**Task instructions**
How many lines in the listing below contain the word "deer"? Reply with the number alone.

Contour labeling entries
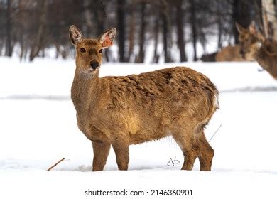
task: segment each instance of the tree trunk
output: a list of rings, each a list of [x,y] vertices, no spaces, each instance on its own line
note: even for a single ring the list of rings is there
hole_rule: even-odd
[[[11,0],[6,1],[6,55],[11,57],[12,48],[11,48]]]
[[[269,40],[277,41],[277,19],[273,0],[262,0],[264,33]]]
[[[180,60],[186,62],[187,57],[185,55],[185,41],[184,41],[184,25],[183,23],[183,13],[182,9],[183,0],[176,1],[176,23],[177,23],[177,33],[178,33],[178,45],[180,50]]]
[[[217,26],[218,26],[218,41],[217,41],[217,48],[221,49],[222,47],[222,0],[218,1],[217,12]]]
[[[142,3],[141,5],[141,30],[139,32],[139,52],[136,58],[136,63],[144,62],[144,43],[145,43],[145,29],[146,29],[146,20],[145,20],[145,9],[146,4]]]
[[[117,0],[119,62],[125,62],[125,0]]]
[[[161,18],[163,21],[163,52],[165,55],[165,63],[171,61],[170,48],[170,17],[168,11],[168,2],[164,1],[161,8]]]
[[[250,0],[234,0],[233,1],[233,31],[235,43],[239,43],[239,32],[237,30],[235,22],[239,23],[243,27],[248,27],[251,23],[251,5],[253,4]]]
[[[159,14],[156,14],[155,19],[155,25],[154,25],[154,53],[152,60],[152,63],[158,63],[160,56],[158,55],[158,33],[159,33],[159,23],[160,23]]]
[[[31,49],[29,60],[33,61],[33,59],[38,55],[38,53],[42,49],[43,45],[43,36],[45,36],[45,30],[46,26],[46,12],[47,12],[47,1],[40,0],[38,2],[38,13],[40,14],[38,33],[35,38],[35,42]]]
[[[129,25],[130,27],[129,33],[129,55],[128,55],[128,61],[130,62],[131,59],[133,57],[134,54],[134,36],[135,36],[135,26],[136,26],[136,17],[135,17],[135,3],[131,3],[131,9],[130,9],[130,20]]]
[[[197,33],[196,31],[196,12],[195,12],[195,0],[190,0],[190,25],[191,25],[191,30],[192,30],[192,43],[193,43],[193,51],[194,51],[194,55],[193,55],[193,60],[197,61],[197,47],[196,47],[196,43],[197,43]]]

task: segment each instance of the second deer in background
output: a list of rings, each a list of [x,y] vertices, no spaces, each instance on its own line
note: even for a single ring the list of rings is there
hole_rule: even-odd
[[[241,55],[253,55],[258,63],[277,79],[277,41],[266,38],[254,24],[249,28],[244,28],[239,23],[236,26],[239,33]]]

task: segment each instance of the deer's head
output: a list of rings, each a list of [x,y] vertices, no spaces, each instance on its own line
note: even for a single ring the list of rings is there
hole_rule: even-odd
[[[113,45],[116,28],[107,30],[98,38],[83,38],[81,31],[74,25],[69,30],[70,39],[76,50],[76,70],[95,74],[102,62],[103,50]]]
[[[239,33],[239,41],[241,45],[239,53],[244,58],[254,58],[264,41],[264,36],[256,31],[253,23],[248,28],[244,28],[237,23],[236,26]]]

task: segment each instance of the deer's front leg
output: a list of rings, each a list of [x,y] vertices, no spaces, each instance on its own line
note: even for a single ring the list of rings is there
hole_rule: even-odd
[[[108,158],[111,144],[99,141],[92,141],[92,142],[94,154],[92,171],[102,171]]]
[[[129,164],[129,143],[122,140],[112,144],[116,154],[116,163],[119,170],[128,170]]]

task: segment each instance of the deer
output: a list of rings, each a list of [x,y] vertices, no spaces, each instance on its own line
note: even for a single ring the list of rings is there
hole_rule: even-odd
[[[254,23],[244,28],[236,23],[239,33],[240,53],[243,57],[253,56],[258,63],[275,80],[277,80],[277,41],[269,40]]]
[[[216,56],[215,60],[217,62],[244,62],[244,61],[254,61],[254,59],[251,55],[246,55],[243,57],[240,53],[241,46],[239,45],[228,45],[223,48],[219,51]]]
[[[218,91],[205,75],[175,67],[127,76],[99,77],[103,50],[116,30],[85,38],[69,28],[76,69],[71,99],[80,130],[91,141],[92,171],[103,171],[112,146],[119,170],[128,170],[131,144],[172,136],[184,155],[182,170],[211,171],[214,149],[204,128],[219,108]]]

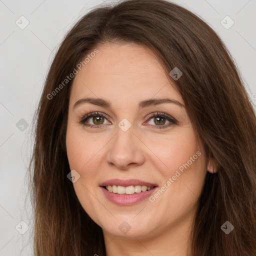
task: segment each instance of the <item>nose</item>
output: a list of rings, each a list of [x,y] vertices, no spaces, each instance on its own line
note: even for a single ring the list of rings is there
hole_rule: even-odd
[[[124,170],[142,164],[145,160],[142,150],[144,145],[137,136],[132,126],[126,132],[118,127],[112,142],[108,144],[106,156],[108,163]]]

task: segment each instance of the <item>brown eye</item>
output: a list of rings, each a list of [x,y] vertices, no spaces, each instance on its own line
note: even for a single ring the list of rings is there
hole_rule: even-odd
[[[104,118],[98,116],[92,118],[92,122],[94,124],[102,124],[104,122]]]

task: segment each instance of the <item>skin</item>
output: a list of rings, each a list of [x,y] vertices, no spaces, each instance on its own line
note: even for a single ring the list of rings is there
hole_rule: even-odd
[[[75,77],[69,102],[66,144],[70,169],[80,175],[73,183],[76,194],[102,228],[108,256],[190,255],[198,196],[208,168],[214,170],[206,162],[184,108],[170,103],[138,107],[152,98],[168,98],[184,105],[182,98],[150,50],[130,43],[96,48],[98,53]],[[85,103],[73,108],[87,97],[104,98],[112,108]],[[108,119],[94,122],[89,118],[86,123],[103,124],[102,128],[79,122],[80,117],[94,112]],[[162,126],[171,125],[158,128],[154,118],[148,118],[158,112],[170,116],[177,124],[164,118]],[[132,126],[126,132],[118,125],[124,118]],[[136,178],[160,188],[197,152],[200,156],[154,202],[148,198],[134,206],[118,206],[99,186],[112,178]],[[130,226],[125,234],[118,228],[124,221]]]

---

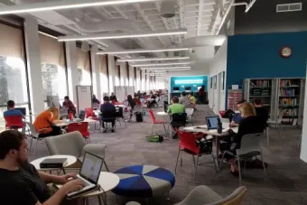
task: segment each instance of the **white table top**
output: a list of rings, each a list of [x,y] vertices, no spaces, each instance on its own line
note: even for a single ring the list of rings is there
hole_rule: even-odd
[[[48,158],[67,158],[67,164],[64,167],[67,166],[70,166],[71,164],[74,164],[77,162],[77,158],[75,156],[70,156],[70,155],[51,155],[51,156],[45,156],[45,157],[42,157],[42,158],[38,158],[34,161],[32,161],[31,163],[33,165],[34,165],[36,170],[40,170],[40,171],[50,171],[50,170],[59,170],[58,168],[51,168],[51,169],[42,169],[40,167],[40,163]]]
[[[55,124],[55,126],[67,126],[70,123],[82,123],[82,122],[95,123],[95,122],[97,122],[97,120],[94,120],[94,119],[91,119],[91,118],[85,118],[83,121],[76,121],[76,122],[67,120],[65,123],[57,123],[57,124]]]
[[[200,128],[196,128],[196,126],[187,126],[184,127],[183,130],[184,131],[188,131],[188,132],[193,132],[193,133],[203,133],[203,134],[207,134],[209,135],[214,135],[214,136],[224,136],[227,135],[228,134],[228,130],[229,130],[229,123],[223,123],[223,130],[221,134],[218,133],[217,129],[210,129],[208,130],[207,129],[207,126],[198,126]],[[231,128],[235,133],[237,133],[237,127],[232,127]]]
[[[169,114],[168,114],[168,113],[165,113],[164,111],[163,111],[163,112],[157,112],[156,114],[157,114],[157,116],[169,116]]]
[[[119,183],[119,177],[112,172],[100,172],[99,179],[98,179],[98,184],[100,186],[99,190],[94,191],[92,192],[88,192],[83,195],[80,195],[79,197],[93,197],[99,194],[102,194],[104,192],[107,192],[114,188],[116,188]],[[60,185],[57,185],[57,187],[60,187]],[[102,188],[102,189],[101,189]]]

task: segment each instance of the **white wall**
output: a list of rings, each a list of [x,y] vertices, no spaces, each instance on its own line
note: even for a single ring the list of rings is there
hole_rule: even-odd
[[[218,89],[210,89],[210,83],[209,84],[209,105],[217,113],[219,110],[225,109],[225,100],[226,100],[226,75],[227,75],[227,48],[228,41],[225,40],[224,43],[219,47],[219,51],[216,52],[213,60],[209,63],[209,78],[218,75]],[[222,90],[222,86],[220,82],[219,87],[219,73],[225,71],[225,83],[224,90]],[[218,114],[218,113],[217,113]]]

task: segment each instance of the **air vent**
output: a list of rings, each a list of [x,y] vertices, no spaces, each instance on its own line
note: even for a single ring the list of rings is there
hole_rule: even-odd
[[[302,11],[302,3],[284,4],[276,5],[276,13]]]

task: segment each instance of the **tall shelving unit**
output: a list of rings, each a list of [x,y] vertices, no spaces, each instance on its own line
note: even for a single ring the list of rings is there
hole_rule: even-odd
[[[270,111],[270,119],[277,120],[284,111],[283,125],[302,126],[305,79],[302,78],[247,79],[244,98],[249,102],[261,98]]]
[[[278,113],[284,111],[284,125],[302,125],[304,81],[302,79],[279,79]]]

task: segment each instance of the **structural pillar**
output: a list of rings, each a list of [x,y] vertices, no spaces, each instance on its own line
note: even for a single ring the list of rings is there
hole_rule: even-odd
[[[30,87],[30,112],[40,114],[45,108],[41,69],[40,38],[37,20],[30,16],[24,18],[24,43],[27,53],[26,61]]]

**Reply to the exercise**
4